Work instructions: Copy out the records below, swapping "shrub" for "bush" and changing nothing else. Omit the pictures.

Input for this task:
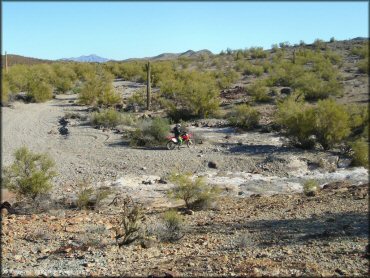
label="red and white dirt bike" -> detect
[166,133,193,150]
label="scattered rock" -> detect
[208,161,217,169]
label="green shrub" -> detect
[27,81,53,102]
[313,39,326,50]
[303,180,320,196]
[351,42,369,58]
[7,65,30,93]
[52,63,77,93]
[351,139,369,168]
[114,197,144,247]
[158,210,184,242]
[247,81,271,102]
[90,108,122,128]
[315,99,350,150]
[130,118,170,146]
[357,57,369,74]
[346,104,369,136]
[1,77,9,105]
[79,68,121,107]
[161,71,220,118]
[249,47,267,59]
[276,96,350,150]
[168,173,219,209]
[2,147,56,200]
[127,89,146,107]
[276,95,315,149]
[228,104,260,129]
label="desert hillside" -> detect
[1,38,369,277]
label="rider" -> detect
[173,124,182,146]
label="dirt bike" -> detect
[166,133,193,150]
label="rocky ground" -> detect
[1,75,369,277]
[2,182,369,277]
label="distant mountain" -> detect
[125,49,214,61]
[1,54,54,67]
[59,54,110,63]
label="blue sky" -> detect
[2,1,369,60]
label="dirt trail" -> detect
[2,95,368,202]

Finished exercise:
label="red and white dirt bike" -> detect
[166,133,193,150]
label="scattered rock" -> detect
[208,161,217,169]
label="green bush" -> detect
[27,81,53,102]
[313,39,326,50]
[303,180,320,196]
[351,42,369,58]
[7,65,30,93]
[52,63,77,93]
[351,139,369,168]
[114,197,144,247]
[158,210,184,242]
[247,81,271,102]
[90,108,122,128]
[315,99,350,150]
[130,118,170,146]
[357,57,369,74]
[346,104,369,136]
[1,77,9,105]
[79,68,121,107]
[161,71,220,118]
[249,47,267,59]
[276,96,350,150]
[168,173,219,209]
[2,147,56,200]
[127,89,146,107]
[276,95,315,149]
[228,104,260,129]
label="desert hillside" -> detect
[1,38,369,277]
label="rider" -> detect
[173,124,182,146]
label="dirt bike" -> detect
[166,133,193,150]
label="rocky ground" -> detect
[1,75,369,277]
[2,182,369,277]
label="distant mountain" -> detect
[125,49,214,61]
[1,54,54,67]
[59,54,110,63]
label="blue sky" -> detect
[2,1,369,60]
label="dirt trail" -> detect
[2,95,368,202]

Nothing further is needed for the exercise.